##### INPUT DATA #####

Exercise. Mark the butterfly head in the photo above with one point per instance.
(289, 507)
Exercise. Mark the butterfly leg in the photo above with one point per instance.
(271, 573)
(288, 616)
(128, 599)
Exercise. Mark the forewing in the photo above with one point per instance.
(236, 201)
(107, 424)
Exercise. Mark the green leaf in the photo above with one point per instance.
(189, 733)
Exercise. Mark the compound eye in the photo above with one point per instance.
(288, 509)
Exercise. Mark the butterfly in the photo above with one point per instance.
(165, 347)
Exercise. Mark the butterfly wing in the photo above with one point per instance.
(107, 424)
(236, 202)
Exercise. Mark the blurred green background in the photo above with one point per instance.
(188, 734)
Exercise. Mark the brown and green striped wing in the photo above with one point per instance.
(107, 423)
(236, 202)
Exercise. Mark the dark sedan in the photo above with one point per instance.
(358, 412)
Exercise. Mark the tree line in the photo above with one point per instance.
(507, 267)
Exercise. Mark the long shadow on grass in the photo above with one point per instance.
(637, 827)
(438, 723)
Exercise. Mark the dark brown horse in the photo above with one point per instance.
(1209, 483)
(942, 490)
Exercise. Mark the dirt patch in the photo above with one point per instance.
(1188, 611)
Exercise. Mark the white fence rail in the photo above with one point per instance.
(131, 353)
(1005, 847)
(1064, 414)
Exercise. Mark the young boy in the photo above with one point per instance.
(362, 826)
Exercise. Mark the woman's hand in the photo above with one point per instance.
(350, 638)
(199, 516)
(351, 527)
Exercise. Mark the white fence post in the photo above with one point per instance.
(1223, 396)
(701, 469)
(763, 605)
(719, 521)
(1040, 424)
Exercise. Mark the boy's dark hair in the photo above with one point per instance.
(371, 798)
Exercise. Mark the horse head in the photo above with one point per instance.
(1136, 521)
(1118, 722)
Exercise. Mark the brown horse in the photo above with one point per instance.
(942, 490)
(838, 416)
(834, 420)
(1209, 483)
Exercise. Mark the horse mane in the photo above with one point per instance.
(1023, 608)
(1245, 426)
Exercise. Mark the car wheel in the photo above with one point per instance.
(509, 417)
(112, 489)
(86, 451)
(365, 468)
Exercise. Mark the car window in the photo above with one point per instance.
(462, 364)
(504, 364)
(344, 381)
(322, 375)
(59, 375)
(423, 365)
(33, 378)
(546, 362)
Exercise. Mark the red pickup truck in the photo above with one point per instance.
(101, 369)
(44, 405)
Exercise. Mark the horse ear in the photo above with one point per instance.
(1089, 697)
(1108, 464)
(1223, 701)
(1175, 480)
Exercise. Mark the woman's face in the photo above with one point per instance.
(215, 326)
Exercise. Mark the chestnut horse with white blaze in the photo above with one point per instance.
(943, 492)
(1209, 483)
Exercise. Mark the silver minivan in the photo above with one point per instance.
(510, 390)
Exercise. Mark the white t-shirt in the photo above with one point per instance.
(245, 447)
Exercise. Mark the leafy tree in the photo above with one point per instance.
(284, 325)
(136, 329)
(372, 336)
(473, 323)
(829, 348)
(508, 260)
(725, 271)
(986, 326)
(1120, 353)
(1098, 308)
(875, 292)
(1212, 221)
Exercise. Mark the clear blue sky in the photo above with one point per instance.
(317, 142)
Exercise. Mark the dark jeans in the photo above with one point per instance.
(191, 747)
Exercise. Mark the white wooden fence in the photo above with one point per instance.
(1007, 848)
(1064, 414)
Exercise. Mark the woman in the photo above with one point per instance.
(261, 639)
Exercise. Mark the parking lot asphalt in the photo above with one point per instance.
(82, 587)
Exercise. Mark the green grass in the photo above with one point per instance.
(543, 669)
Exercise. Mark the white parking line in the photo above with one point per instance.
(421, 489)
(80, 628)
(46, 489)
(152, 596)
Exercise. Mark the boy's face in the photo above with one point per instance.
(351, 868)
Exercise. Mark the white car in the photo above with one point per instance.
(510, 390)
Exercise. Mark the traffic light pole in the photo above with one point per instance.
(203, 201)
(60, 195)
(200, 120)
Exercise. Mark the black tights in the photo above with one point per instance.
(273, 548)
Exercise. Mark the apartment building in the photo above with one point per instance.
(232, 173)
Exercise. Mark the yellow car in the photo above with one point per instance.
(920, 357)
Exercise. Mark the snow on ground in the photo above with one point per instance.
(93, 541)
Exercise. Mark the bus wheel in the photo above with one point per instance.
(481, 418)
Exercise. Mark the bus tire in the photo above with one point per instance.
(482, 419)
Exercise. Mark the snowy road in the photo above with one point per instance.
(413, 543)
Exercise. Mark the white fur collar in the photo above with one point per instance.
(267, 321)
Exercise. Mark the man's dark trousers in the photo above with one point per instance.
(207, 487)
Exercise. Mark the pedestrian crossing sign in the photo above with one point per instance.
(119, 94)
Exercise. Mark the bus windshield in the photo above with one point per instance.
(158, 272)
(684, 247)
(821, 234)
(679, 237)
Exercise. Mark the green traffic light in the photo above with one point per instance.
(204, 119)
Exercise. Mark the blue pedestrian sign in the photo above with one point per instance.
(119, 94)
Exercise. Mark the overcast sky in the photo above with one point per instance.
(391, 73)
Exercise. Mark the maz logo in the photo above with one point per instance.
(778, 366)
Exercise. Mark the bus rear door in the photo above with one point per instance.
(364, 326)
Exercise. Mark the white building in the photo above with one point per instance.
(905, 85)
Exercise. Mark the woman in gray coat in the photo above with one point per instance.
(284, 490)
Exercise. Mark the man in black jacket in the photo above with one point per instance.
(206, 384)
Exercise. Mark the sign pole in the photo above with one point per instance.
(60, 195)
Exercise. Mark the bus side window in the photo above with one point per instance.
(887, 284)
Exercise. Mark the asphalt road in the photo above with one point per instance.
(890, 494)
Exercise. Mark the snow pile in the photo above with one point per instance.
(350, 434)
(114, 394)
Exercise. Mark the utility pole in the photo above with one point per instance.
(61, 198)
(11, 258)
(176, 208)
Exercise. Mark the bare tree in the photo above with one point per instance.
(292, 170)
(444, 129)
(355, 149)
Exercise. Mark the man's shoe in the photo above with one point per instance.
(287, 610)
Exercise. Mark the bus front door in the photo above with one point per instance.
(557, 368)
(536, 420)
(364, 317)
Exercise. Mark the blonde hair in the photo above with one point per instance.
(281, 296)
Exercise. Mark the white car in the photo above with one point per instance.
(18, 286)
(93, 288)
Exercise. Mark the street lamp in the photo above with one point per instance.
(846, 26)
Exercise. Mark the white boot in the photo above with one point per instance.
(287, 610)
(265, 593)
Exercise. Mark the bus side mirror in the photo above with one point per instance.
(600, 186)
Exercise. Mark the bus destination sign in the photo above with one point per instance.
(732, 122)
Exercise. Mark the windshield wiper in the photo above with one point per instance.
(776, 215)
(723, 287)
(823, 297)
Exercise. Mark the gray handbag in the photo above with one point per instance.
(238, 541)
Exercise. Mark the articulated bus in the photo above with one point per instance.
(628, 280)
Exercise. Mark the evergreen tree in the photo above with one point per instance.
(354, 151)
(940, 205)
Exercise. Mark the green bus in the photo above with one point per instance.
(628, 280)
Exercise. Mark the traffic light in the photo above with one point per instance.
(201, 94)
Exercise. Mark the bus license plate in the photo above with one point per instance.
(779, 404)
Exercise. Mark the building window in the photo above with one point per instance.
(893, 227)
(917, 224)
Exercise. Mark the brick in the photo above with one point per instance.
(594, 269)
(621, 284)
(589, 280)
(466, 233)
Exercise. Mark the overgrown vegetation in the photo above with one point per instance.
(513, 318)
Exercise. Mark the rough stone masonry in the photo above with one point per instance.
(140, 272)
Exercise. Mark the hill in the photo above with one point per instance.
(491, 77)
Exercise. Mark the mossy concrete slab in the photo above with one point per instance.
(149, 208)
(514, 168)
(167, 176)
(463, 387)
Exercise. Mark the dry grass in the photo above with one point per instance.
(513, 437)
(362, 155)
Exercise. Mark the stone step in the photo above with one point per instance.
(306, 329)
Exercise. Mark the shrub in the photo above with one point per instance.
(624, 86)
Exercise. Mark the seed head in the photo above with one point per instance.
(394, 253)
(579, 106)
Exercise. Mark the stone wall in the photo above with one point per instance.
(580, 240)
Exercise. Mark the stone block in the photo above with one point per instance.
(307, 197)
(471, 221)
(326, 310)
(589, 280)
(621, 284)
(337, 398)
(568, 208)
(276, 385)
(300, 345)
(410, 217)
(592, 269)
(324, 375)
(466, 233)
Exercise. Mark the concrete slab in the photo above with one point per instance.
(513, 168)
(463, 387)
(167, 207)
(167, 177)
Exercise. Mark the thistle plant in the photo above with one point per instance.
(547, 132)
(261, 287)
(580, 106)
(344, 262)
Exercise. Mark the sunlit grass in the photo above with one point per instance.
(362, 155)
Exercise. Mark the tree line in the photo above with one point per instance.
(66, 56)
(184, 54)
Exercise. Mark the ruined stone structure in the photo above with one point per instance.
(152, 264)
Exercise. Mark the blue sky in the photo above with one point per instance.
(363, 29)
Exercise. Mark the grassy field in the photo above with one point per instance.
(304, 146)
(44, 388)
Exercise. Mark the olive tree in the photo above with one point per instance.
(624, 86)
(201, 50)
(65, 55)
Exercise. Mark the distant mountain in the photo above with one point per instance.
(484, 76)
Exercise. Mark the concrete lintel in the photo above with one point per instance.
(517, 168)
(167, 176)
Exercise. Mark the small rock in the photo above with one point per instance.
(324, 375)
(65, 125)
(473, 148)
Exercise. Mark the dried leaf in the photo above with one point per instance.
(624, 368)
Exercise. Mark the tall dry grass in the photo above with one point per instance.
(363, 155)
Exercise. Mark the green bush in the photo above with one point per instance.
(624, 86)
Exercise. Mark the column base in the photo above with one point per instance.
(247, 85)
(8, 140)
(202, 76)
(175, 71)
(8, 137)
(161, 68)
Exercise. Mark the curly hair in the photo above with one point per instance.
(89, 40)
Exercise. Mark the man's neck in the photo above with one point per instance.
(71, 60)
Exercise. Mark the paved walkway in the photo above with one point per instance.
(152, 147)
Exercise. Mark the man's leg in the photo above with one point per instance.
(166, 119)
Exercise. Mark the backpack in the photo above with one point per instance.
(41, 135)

#####

=== WORK REQUIRED ===
Render the stretch of the items above that begins with the line containing "Exercise. Mark the horse head" and ends with the line containing "(1245, 426)" as a JSON list of strings. Use one string per line, include both end lines, and skip blank lines.

=== FINAL RESULT ===
[
  "Exercise. Mark the horse head in the photo above with one point per instance.",
  "(1136, 521)",
  "(1118, 722)",
  "Exercise. Mark the brown horse in the photo above with one point per instance.",
  "(942, 490)",
  "(838, 416)",
  "(834, 420)",
  "(1209, 483)",
  "Exercise. Mark the horse mane in the photo above with one point per instance.",
  "(1023, 608)",
  "(1245, 426)"
]